**Set problem**
Output every line of the listing below as a JSON array of strings, one string per line, omitting blank lines.

********************

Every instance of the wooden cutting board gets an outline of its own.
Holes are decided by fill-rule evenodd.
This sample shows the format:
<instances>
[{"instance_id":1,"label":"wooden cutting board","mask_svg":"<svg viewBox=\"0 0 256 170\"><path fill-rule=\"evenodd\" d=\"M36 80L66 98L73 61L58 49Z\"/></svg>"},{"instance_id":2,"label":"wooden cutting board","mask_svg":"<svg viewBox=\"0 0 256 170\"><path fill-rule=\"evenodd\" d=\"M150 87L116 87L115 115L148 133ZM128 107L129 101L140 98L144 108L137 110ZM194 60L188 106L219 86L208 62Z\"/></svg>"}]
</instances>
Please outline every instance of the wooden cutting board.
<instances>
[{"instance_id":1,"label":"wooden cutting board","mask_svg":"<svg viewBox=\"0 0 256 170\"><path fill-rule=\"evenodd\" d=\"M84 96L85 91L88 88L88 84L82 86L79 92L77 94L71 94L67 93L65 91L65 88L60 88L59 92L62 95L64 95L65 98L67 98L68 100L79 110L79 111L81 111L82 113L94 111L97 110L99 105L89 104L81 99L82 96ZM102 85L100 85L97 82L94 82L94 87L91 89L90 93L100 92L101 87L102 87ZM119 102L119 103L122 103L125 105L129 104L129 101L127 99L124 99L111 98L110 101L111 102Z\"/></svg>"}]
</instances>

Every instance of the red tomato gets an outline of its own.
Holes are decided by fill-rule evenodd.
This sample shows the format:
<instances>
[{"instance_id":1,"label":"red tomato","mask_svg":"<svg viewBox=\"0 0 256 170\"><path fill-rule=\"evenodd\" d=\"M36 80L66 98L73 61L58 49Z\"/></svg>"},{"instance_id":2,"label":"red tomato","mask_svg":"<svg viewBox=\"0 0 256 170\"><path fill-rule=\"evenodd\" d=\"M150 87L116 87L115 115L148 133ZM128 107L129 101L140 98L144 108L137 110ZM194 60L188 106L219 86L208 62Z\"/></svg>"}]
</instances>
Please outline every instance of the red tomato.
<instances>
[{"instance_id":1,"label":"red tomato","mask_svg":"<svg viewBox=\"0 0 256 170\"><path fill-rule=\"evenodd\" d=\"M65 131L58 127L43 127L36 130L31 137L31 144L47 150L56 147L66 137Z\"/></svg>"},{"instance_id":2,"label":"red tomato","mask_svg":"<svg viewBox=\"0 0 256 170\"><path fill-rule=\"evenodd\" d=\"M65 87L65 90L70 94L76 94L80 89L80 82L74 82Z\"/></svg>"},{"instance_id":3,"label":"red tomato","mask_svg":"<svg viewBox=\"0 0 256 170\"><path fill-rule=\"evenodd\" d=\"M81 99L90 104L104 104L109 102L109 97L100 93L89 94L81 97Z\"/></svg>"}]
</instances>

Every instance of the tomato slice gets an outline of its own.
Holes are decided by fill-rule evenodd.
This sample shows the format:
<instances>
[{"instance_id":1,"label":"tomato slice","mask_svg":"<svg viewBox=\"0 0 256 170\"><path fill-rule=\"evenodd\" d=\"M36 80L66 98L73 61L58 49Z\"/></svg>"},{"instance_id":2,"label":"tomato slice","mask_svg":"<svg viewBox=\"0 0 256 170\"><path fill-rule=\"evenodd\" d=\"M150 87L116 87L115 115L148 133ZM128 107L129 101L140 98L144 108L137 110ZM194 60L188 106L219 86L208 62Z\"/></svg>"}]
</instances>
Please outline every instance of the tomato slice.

********************

**The solution**
[
  "Every instance of the wooden cutting board gets an outline of its own.",
  "Holes are decided by fill-rule evenodd.",
  "This sample shows the format:",
  "<instances>",
  "[{\"instance_id\":1,\"label\":\"wooden cutting board\",\"mask_svg\":\"<svg viewBox=\\\"0 0 256 170\\\"><path fill-rule=\\\"evenodd\\\" d=\\\"M36 80L66 98L73 61L58 49Z\\\"/></svg>\"},{\"instance_id\":2,\"label\":\"wooden cutting board\",\"mask_svg\":\"<svg viewBox=\\\"0 0 256 170\\\"><path fill-rule=\\\"evenodd\\\" d=\\\"M150 87L116 87L115 115L148 133ZM128 107L129 101L140 98L144 108L137 110ZM194 60L188 106L219 86L208 62Z\\\"/></svg>\"}]",
  "</instances>",
  "Please outline every instance of the wooden cutting board.",
  "<instances>",
  "[{\"instance_id\":1,\"label\":\"wooden cutting board\",\"mask_svg\":\"<svg viewBox=\\\"0 0 256 170\\\"><path fill-rule=\\\"evenodd\\\" d=\\\"M84 96L85 91L88 88L88 84L82 86L79 92L77 94L71 94L67 93L65 91L65 88L60 88L59 92L62 95L64 95L65 98L67 98L68 100L79 110L79 111L81 111L82 113L94 111L97 110L99 105L89 104L81 99L82 96ZM102 85L100 85L97 82L94 82L94 87L91 89L90 93L100 92L101 87L102 87ZM119 102L119 103L122 103L125 105L129 104L129 101L127 99L124 99L111 98L110 101L111 102Z\\\"/></svg>\"}]",
  "</instances>",
  "Every instance of the red tomato gets an outline of its own.",
  "Holes are decided by fill-rule evenodd.",
  "This sample shows the format:",
  "<instances>",
  "[{\"instance_id\":1,\"label\":\"red tomato\",\"mask_svg\":\"<svg viewBox=\\\"0 0 256 170\\\"><path fill-rule=\\\"evenodd\\\" d=\\\"M36 80L66 98L73 61L58 49Z\\\"/></svg>\"},{\"instance_id\":2,\"label\":\"red tomato\",\"mask_svg\":\"<svg viewBox=\\\"0 0 256 170\\\"><path fill-rule=\\\"evenodd\\\" d=\\\"M150 87L116 87L115 115L148 133ZM128 107L129 101L140 98L144 108L137 110ZM194 60L188 106L219 86L208 62Z\\\"/></svg>\"}]",
  "</instances>",
  "Please outline every instance of the red tomato.",
  "<instances>",
  "[{\"instance_id\":1,\"label\":\"red tomato\",\"mask_svg\":\"<svg viewBox=\\\"0 0 256 170\\\"><path fill-rule=\\\"evenodd\\\" d=\\\"M65 131L58 127L43 127L36 130L31 137L31 144L47 150L56 147L66 137Z\\\"/></svg>\"},{\"instance_id\":2,\"label\":\"red tomato\",\"mask_svg\":\"<svg viewBox=\\\"0 0 256 170\\\"><path fill-rule=\\\"evenodd\\\" d=\\\"M65 87L65 90L70 94L76 94L80 89L80 82L74 82Z\\\"/></svg>\"},{\"instance_id\":3,\"label\":\"red tomato\",\"mask_svg\":\"<svg viewBox=\\\"0 0 256 170\\\"><path fill-rule=\\\"evenodd\\\" d=\\\"M81 99L90 104L104 104L109 102L109 97L100 93L89 94L81 97Z\\\"/></svg>\"}]",
  "</instances>",
  "Every instance of the tomato slice gets an outline of its own.",
  "Holes are decided by fill-rule evenodd.",
  "This sample shows the format:",
  "<instances>",
  "[{\"instance_id\":1,\"label\":\"tomato slice\",\"mask_svg\":\"<svg viewBox=\\\"0 0 256 170\\\"><path fill-rule=\\\"evenodd\\\" d=\\\"M36 80L66 98L73 61L58 49Z\\\"/></svg>\"},{\"instance_id\":2,\"label\":\"tomato slice\",\"mask_svg\":\"<svg viewBox=\\\"0 0 256 170\\\"><path fill-rule=\\\"evenodd\\\" d=\\\"M150 87L116 87L115 115L148 133ZM128 107L129 101L140 98L144 108L137 110ZM194 60L188 106L219 86L208 62Z\\\"/></svg>\"}]",
  "</instances>",
  "Please outline every instance of the tomato slice."
]